====== Source extract ======
Kohlrabi is a vegetable that is related to cabbage. It’s popular in Europe and Asia, and it’s gaining popularity all over the world. Kohlrabi, like cabbage, broccoli, and kale, is a cruciferous vegetable.

This odd-looking vegetable is roughly the size and shape of an orange, with a slew of green branches protruding from the center. It has a thick skin that varies in color from pale green to purplish, but the inner is usually a very pale yellow.

All of the leaves are edible (the freshest kohlrabi will still have the leaves attached, which can be eaten raw or cooked like any greens). Smaller bulbs are more tender and tasty, but huge bulbs are nevertheless suitable for cooking and eating.

Kohlrabi has several health advantages and culinary applications. It contains nutrients such as vitamin C and fibre. Kohlrabi can also be eaten raw or roasted and added to salads, slaws, and stir-fries.

What is kohlrabi?

Kohlrabi is a cruciferous vegetable that is also known as a German turnip.

Kohlrabi, despite its common name, is not a root vegetable and does not belong to the turnip family. Instead, it is a member of the Brassica genus, which includes cabbage, broccoli, and cauliflower. It features long, leafy stems and a spherical, purple, pale green, or white bulb. On the inside, it’s always white-yellow.

Kohlrabi’s unusual appearance, with many branches emerging from the bulb, has been described as “alien-like.” Kohlrabi has a similar flavor and texture to broccoli stems and cabbage, but it is slightly sweeter. The bulb is popular in salads and soups, but it can also be roasted or sautéed. Its leaves and stems are slightly crispy, and they can be cooked in the same way as collard greens.

Kohlrabi is a cool-weather vegetable. It is available in the fall, winter, and early spring. During the winter, kohlrabi can be found in most grocery stores, farmers’ markets, local food co-ops, and community-supported agriculture shares.

Kohlrabi is also frequently accessible year-round in most supermarket stores, even outside of its prime season. Vast grocery stores or marketplaces with a large assortment of veggies are your best bet for locating it.

Kohlrabi nutrition:

The following nutritional information for 1 cup (135g) of raw kohlrabi.
====== Source information ======
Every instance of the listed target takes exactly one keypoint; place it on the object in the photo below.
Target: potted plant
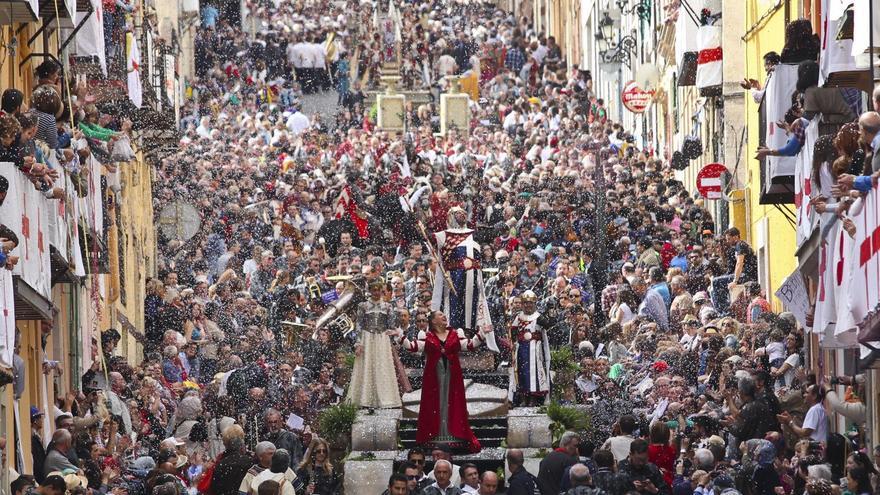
(567, 418)
(335, 425)
(565, 369)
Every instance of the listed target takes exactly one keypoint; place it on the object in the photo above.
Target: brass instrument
(335, 315)
(313, 288)
(289, 328)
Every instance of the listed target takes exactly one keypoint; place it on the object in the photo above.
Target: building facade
(83, 259)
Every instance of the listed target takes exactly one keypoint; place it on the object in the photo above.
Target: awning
(29, 304)
(18, 11)
(65, 9)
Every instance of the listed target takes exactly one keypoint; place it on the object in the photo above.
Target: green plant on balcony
(565, 368)
(566, 418)
(335, 423)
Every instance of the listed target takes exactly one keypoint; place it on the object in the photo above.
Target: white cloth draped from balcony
(839, 55)
(863, 25)
(777, 101)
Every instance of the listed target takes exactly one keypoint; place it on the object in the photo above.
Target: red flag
(345, 205)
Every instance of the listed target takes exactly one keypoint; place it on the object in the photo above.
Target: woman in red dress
(443, 416)
(661, 452)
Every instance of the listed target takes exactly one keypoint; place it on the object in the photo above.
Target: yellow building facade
(769, 231)
(61, 324)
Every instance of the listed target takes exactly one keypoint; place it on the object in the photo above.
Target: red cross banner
(26, 211)
(346, 206)
(133, 65)
(710, 57)
(7, 319)
(804, 189)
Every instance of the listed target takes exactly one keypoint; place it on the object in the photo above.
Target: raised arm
(415, 346)
(473, 342)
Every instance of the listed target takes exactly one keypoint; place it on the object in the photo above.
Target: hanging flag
(347, 207)
(709, 59)
(90, 38)
(135, 91)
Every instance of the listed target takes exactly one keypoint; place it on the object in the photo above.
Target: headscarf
(760, 451)
(819, 486)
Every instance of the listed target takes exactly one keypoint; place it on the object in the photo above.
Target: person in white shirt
(539, 51)
(293, 55)
(298, 123)
(443, 485)
(319, 65)
(441, 453)
(470, 478)
(619, 445)
(300, 53)
(815, 425)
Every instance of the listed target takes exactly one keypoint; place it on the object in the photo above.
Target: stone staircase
(390, 73)
(381, 438)
(491, 431)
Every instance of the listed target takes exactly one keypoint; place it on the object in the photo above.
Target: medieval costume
(531, 374)
(374, 378)
(443, 416)
(464, 303)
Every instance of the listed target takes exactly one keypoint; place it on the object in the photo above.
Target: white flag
(135, 91)
(90, 39)
(709, 60)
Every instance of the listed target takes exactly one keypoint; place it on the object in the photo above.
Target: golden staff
(437, 259)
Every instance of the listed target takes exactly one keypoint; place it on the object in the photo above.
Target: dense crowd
(692, 382)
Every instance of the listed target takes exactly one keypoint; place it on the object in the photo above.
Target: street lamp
(613, 53)
(641, 7)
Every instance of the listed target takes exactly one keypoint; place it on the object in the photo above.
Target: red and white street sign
(634, 98)
(709, 180)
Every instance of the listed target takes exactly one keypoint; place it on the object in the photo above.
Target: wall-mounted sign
(636, 99)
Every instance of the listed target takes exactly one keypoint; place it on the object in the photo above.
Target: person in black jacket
(606, 478)
(752, 420)
(521, 482)
(645, 476)
(233, 464)
(37, 450)
(553, 467)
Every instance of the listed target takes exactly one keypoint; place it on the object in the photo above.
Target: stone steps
(417, 97)
(489, 459)
(490, 431)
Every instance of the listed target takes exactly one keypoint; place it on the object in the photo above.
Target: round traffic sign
(634, 98)
(709, 180)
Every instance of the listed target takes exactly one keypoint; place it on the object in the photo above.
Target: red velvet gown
(443, 371)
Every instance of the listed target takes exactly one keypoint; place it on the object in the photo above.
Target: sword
(437, 259)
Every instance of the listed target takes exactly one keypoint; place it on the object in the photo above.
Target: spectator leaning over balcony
(48, 105)
(11, 150)
(12, 101)
(829, 102)
(49, 74)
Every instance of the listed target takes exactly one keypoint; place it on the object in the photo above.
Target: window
(122, 245)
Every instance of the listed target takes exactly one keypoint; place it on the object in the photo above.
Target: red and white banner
(7, 319)
(90, 38)
(346, 206)
(133, 66)
(849, 275)
(26, 212)
(807, 219)
(710, 57)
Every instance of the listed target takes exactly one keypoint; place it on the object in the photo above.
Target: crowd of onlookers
(692, 382)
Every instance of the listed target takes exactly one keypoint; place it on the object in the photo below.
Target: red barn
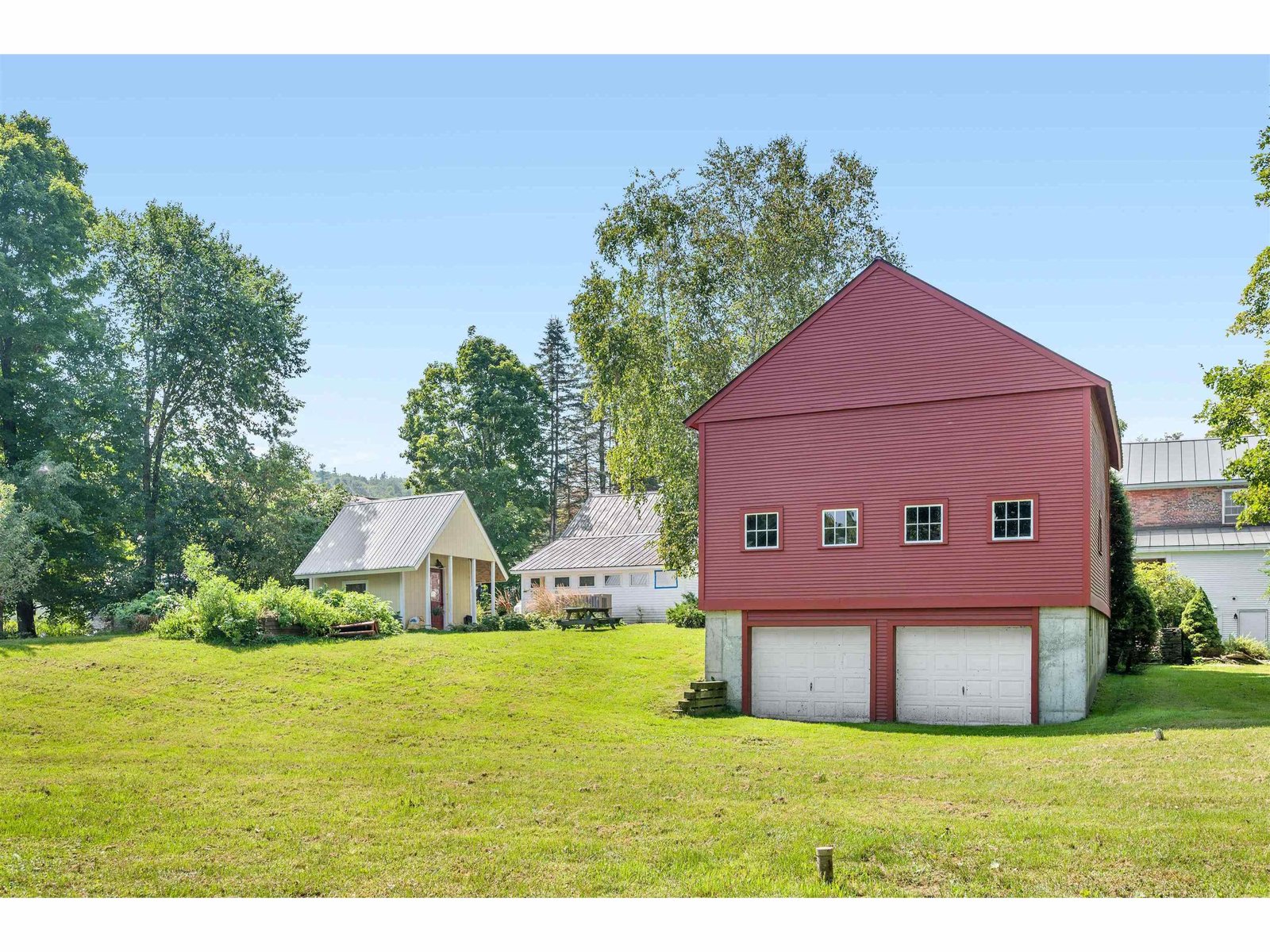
(903, 516)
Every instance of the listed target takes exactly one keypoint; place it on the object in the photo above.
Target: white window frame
(1229, 503)
(746, 531)
(944, 527)
(1032, 520)
(825, 528)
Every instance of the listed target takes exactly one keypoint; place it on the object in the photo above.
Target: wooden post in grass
(825, 863)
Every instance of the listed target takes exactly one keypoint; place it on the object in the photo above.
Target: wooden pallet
(704, 696)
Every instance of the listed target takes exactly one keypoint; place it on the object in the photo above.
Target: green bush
(1250, 647)
(1199, 625)
(686, 615)
(1168, 590)
(221, 611)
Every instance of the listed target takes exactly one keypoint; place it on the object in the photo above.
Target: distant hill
(381, 486)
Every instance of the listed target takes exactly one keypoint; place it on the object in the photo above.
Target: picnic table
(588, 617)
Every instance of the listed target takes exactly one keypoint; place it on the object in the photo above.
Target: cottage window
(924, 524)
(762, 531)
(840, 527)
(1230, 508)
(1013, 520)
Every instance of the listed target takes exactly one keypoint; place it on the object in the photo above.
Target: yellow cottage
(423, 555)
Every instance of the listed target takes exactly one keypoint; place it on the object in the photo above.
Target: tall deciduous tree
(211, 334)
(1240, 405)
(476, 425)
(46, 285)
(694, 281)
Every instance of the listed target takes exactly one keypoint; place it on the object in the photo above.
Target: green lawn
(552, 765)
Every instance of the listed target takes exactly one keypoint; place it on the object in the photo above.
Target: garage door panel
(810, 673)
(963, 676)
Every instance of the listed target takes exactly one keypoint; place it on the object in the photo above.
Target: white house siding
(633, 603)
(1233, 579)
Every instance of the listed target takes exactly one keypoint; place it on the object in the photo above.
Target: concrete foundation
(1073, 658)
(723, 653)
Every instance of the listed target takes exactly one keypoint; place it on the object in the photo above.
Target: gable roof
(1172, 463)
(610, 531)
(910, 309)
(385, 535)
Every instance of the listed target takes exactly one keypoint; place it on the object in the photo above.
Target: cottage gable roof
(385, 535)
(1178, 463)
(888, 338)
(610, 531)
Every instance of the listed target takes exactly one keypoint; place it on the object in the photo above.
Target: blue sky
(1102, 206)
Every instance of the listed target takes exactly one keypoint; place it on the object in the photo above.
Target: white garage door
(963, 676)
(810, 674)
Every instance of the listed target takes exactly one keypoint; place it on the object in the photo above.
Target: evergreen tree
(558, 368)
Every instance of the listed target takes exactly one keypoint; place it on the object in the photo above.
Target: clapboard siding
(879, 459)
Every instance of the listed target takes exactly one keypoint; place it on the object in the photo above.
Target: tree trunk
(25, 619)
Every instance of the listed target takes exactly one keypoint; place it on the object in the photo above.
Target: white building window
(762, 530)
(1230, 508)
(840, 527)
(1013, 520)
(924, 524)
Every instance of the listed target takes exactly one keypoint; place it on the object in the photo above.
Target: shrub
(686, 615)
(1250, 647)
(1168, 590)
(1199, 625)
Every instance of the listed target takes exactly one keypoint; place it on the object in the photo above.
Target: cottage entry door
(436, 597)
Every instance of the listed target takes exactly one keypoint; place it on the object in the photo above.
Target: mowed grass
(552, 765)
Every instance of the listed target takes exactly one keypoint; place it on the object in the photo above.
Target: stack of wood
(705, 696)
(1174, 647)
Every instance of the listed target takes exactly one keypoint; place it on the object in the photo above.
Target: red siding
(1100, 518)
(884, 340)
(964, 451)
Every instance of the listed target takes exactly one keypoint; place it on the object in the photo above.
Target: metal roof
(1159, 463)
(610, 531)
(1149, 539)
(380, 535)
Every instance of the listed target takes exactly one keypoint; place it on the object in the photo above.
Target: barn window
(924, 524)
(840, 527)
(1230, 508)
(1013, 520)
(762, 530)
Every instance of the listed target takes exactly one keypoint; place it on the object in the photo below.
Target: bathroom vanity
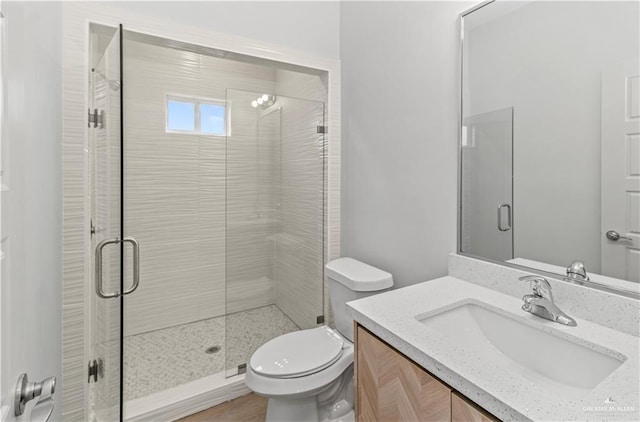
(450, 349)
(389, 386)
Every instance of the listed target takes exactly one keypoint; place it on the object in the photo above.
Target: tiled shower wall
(175, 187)
(175, 195)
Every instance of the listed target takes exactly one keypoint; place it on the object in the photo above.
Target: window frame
(197, 102)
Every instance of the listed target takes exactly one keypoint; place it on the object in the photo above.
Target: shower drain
(211, 350)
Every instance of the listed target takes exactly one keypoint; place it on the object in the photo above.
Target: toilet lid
(297, 354)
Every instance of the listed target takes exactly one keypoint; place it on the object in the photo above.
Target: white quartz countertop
(506, 394)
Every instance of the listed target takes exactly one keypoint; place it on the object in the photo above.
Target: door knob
(615, 236)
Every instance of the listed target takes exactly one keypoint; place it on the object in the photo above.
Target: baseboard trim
(187, 399)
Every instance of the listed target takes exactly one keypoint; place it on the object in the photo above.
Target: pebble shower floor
(162, 359)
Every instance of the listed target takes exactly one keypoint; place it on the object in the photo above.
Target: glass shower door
(274, 220)
(105, 152)
(487, 185)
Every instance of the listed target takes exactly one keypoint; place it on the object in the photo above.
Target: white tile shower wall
(175, 191)
(611, 310)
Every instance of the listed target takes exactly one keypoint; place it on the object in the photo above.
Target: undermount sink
(513, 343)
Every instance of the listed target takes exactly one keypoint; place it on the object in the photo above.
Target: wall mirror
(550, 138)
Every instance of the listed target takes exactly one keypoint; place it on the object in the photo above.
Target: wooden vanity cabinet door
(463, 411)
(392, 388)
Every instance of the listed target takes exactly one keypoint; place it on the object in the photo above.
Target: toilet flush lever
(27, 391)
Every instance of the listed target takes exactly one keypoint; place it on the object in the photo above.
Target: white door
(30, 202)
(620, 227)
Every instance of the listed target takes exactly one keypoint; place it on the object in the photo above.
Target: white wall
(399, 119)
(545, 59)
(312, 26)
(31, 296)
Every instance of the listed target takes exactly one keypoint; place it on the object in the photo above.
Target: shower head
(264, 101)
(113, 84)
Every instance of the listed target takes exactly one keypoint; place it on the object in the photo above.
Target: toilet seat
(298, 354)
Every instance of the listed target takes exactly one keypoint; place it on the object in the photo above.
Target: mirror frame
(562, 277)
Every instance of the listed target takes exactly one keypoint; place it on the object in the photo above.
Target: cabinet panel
(392, 388)
(463, 411)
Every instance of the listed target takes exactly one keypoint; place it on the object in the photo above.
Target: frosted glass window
(212, 119)
(197, 116)
(181, 116)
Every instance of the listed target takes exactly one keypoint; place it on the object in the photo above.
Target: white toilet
(307, 375)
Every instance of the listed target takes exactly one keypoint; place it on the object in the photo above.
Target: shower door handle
(136, 264)
(508, 227)
(99, 248)
(136, 267)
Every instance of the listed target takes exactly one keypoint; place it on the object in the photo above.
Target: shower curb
(187, 399)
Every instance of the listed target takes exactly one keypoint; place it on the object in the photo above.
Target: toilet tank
(349, 280)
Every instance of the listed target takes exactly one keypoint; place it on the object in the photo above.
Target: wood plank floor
(249, 408)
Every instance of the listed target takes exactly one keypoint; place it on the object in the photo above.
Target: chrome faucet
(541, 303)
(577, 272)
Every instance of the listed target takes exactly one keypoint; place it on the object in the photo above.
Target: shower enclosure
(207, 198)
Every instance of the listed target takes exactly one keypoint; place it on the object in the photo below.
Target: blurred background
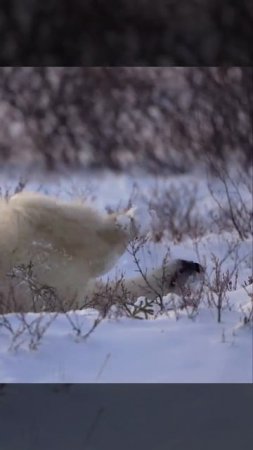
(161, 120)
(134, 33)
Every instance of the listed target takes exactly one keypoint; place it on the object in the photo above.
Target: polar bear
(67, 245)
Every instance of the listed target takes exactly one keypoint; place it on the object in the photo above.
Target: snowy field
(176, 345)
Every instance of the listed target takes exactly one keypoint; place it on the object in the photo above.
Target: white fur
(69, 245)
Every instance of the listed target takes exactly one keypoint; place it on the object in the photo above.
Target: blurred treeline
(126, 32)
(158, 119)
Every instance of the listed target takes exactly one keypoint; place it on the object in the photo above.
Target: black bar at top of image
(126, 33)
(121, 416)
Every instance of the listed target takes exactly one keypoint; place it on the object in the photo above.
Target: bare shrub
(221, 282)
(176, 213)
(248, 311)
(235, 213)
(162, 119)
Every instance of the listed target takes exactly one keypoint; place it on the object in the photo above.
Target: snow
(171, 347)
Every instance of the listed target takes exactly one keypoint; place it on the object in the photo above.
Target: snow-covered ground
(176, 346)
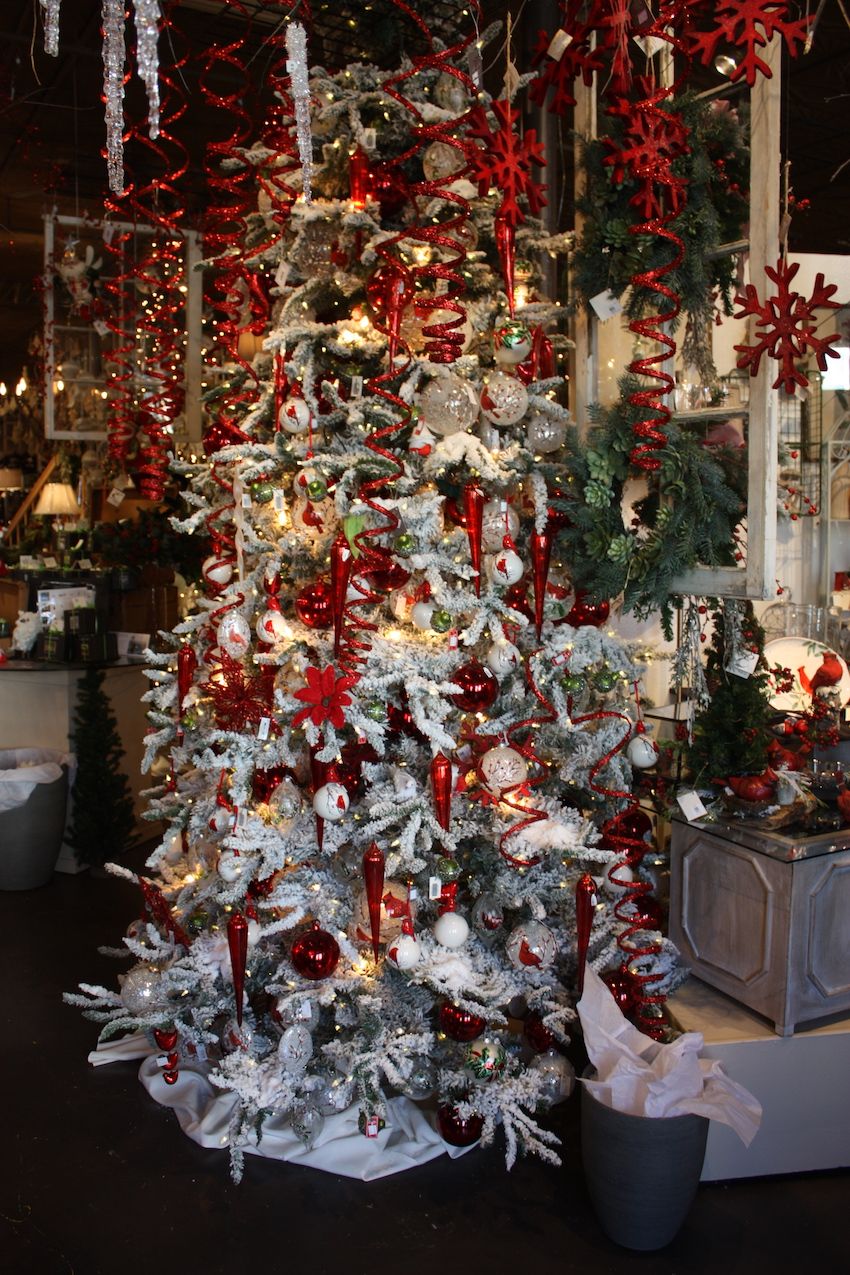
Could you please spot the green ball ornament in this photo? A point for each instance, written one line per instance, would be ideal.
(574, 684)
(605, 680)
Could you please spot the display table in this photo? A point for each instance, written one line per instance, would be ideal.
(799, 1080)
(765, 917)
(37, 706)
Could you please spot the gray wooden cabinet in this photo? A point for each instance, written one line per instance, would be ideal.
(763, 917)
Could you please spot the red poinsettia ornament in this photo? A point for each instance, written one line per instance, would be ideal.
(325, 698)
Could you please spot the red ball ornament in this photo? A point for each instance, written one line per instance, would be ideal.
(315, 604)
(456, 1130)
(459, 1024)
(478, 687)
(584, 612)
(315, 954)
(621, 986)
(537, 1034)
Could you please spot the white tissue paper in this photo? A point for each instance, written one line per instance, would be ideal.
(644, 1078)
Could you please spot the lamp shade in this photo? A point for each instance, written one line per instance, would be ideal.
(57, 497)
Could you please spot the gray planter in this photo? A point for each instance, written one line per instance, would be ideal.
(31, 837)
(641, 1173)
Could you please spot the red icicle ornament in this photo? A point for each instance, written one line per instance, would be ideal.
(441, 789)
(474, 518)
(540, 546)
(506, 249)
(585, 905)
(237, 941)
(374, 879)
(340, 574)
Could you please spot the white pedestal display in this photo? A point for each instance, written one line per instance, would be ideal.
(800, 1081)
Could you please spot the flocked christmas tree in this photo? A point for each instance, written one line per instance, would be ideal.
(396, 741)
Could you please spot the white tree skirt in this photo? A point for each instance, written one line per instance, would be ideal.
(204, 1114)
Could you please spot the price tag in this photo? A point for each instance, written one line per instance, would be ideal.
(691, 806)
(558, 45)
(605, 305)
(743, 664)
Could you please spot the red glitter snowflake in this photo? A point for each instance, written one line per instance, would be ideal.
(653, 142)
(786, 325)
(237, 698)
(748, 24)
(506, 161)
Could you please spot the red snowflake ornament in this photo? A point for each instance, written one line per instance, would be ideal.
(748, 24)
(506, 161)
(240, 700)
(786, 325)
(325, 698)
(653, 142)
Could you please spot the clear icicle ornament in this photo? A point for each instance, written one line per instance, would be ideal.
(50, 14)
(147, 15)
(297, 70)
(114, 55)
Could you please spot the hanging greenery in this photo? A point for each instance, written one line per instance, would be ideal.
(716, 171)
(631, 537)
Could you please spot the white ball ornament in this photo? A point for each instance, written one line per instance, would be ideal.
(558, 1076)
(231, 866)
(506, 568)
(330, 802)
(295, 1048)
(642, 751)
(295, 416)
(421, 615)
(217, 571)
(502, 658)
(498, 519)
(447, 404)
(502, 768)
(530, 945)
(504, 399)
(450, 930)
(404, 951)
(233, 634)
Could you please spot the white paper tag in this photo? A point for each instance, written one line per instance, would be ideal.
(558, 45)
(650, 45)
(605, 305)
(743, 664)
(691, 806)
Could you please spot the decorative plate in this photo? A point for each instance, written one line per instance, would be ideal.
(812, 664)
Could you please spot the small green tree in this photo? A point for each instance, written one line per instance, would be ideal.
(730, 735)
(103, 819)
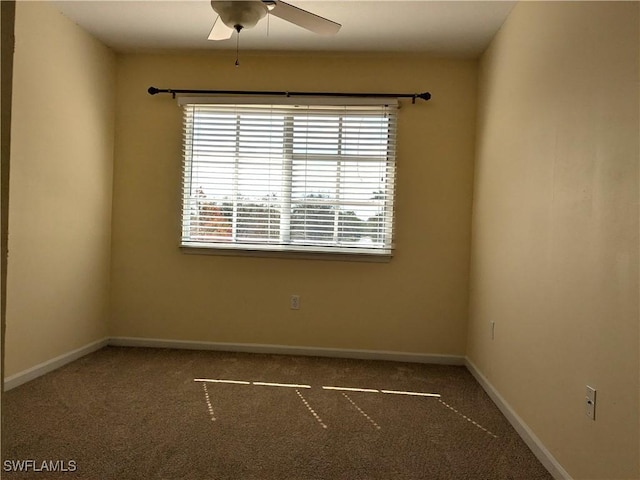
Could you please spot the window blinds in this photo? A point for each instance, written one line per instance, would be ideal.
(315, 178)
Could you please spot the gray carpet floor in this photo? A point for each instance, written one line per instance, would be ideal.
(134, 413)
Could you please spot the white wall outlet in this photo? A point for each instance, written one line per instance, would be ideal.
(294, 303)
(590, 403)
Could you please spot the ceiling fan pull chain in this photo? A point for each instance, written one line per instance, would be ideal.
(238, 28)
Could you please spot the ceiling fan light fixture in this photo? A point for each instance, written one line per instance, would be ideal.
(245, 14)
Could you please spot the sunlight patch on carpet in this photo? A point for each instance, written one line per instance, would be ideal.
(313, 412)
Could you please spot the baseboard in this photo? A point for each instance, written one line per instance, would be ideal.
(289, 350)
(26, 375)
(532, 441)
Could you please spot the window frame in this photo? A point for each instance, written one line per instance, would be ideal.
(286, 247)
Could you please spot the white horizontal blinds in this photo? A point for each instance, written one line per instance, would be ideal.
======
Tasks to carry out:
1) In the kohlrabi text, what other name is kohlrabi known by?
2) Copy the part of the kohlrabi text from "All of the leaves" to "it’s always white-yellow." word for word.

Answers to the exercise:
1) German turnip

2)
All of the leaves are edible (the freshest kohlrabi will still have the leaves attached, which can be eaten raw or cooked like any greens). Smaller bulbs are more tender and tasty, but huge bulbs are nevertheless suitable for cooking and eating.

Kohlrabi has several health advantages and culinary applications. It contains nutrients such as vitamin C and fibre. Kohlrabi can also be eaten raw or roasted and added to salads, slaws, and stir-fries.

What is kohlrabi?

Kohlrabi is a cruciferous vegetable that is also known as a German turnip.

Kohlrabi, despite its common name, is not a root vegetable and does not belong to the turnip family. Instead, it is a member of the Brassica genus, which includes cabbage, broccoli, and cauliflower. It features long, leafy stems and a spherical, purple, pale green, or white bulb. On the inside, it’s always white-yellow.